══ Information given ══
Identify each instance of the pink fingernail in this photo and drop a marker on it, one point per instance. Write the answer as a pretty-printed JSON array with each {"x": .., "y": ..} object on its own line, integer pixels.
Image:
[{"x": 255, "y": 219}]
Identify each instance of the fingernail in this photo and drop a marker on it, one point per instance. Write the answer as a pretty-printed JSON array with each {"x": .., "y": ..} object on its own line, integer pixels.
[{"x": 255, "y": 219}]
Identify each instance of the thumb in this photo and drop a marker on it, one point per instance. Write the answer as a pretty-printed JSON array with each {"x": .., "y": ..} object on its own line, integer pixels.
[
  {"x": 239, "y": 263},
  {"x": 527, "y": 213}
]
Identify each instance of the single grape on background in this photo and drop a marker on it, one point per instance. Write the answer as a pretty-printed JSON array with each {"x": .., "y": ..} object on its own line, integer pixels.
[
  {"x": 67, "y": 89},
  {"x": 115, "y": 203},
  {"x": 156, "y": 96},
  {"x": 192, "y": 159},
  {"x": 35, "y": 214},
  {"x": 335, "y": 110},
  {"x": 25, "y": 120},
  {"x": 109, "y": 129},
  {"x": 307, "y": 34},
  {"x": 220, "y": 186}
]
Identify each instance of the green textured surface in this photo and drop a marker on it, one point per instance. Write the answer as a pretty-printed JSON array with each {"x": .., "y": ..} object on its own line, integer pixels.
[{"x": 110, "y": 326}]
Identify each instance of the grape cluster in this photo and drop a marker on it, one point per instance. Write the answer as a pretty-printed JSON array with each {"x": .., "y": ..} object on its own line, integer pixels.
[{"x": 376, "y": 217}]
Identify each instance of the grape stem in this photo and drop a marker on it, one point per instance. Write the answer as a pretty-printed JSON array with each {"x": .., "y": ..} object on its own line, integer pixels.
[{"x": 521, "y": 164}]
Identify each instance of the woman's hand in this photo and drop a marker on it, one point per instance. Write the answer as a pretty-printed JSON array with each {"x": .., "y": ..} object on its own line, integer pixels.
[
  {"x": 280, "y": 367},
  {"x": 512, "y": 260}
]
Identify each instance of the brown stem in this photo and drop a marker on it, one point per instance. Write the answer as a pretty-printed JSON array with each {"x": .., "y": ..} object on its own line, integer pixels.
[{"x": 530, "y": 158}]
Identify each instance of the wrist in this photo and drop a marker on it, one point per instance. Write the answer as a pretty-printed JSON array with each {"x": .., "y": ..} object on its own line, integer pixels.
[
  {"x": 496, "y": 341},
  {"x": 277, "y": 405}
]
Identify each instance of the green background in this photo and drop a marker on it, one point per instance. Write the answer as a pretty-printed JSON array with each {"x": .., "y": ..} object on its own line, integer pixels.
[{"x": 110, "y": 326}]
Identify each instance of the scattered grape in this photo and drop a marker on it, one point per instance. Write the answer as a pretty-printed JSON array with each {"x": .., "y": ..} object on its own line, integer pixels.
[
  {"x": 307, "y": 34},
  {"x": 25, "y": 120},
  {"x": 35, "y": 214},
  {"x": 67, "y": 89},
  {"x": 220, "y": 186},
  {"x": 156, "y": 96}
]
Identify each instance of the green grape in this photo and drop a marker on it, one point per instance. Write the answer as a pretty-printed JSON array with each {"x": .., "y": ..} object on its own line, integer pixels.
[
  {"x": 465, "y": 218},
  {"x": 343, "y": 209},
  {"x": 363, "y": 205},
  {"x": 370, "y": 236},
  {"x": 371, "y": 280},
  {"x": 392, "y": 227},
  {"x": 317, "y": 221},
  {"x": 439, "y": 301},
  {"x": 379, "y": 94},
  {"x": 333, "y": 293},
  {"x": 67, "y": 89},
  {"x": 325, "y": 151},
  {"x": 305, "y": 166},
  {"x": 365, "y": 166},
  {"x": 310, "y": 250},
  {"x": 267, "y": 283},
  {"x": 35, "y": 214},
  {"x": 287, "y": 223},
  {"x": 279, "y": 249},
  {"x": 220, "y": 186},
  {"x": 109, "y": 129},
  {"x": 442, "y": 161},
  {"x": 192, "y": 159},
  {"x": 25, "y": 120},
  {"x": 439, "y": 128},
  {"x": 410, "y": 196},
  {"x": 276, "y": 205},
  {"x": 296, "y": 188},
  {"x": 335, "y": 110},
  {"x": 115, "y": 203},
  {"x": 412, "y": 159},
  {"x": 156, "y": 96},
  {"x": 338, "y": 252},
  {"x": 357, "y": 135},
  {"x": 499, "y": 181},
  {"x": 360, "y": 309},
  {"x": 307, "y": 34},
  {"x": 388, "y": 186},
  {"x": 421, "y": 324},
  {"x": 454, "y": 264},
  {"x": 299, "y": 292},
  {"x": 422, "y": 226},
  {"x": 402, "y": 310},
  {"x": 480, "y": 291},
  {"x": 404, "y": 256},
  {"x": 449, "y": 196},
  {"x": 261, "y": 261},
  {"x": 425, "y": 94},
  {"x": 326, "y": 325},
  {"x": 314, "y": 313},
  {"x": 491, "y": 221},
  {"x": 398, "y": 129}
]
═══
Problem description
Find each line in the rows above that contains the word "scattered" with the same capitalization, and copy those lines out.

Answer to the task
Identify each instance of the scattered grape in this photo and drop a marker on it, one point per instance. Write the answer as a pretty-printed JSON array with each {"x": .., "y": ..} object on its own line, integer pixels.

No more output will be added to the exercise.